Problem description:
Copy out the part of the material below that opens with the line containing "1175, row 204." and closes with the line containing "column 176, row 495", replacing "tall narrow window" with "tall thin window" and changing nothing else. Give only those lines.

Record set:

....

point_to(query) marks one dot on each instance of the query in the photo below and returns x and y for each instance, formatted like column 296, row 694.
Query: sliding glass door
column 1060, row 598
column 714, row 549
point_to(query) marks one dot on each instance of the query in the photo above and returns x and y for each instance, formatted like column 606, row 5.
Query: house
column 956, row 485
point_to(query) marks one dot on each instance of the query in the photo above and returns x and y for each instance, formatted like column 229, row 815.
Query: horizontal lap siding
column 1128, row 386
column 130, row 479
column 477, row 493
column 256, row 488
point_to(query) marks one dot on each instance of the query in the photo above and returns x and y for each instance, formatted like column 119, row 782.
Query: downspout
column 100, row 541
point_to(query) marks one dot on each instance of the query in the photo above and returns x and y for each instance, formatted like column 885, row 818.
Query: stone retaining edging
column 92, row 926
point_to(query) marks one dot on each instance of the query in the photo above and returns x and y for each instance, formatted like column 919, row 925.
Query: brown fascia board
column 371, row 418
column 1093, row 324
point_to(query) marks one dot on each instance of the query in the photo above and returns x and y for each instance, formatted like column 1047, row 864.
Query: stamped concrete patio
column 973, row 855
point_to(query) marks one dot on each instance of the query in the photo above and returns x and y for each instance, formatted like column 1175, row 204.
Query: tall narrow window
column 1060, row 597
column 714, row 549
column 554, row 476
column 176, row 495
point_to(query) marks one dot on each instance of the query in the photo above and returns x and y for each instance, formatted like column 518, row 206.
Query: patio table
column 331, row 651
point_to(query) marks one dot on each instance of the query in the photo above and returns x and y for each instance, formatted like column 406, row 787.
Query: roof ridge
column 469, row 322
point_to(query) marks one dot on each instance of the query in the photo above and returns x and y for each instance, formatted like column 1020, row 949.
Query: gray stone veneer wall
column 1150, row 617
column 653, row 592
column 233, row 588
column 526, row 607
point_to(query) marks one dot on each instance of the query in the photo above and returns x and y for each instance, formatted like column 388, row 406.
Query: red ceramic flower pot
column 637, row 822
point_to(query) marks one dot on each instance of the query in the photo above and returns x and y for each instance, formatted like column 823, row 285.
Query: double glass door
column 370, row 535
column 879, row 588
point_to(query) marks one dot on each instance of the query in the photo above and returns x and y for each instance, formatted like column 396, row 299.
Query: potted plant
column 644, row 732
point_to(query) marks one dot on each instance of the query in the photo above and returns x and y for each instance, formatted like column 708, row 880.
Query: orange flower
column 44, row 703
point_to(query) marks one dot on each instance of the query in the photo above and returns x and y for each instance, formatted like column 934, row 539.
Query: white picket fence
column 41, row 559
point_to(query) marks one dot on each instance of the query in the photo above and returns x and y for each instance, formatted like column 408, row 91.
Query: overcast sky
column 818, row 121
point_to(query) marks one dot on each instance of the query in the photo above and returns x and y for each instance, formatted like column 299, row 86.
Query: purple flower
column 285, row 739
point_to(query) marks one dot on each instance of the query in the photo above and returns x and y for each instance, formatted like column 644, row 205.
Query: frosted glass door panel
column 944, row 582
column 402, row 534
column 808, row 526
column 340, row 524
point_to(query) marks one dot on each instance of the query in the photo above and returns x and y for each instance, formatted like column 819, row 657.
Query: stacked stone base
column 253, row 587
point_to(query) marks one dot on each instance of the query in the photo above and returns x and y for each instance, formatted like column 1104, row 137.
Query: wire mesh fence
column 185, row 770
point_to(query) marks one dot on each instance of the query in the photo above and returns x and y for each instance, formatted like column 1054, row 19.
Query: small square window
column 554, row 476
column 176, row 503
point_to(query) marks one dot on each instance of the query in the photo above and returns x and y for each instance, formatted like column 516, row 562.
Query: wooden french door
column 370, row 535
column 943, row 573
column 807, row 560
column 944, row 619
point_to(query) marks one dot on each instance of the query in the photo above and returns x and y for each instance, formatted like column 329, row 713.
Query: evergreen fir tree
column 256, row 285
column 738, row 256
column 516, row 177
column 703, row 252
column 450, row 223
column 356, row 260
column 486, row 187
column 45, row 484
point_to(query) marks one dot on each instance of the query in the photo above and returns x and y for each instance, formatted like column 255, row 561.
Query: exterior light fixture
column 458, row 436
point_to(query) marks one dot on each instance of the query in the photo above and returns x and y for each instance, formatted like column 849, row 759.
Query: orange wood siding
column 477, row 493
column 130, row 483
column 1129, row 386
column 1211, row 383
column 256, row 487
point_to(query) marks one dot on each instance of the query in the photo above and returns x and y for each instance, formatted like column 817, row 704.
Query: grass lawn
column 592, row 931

....

Solution to this exercise:
point_to(query) marks one dot on each instance of the query in the photo above and returns x and y for each instance, formatted like column 1175, row 204.
Query: tall thin window
column 1060, row 597
column 714, row 549
column 554, row 476
column 176, row 495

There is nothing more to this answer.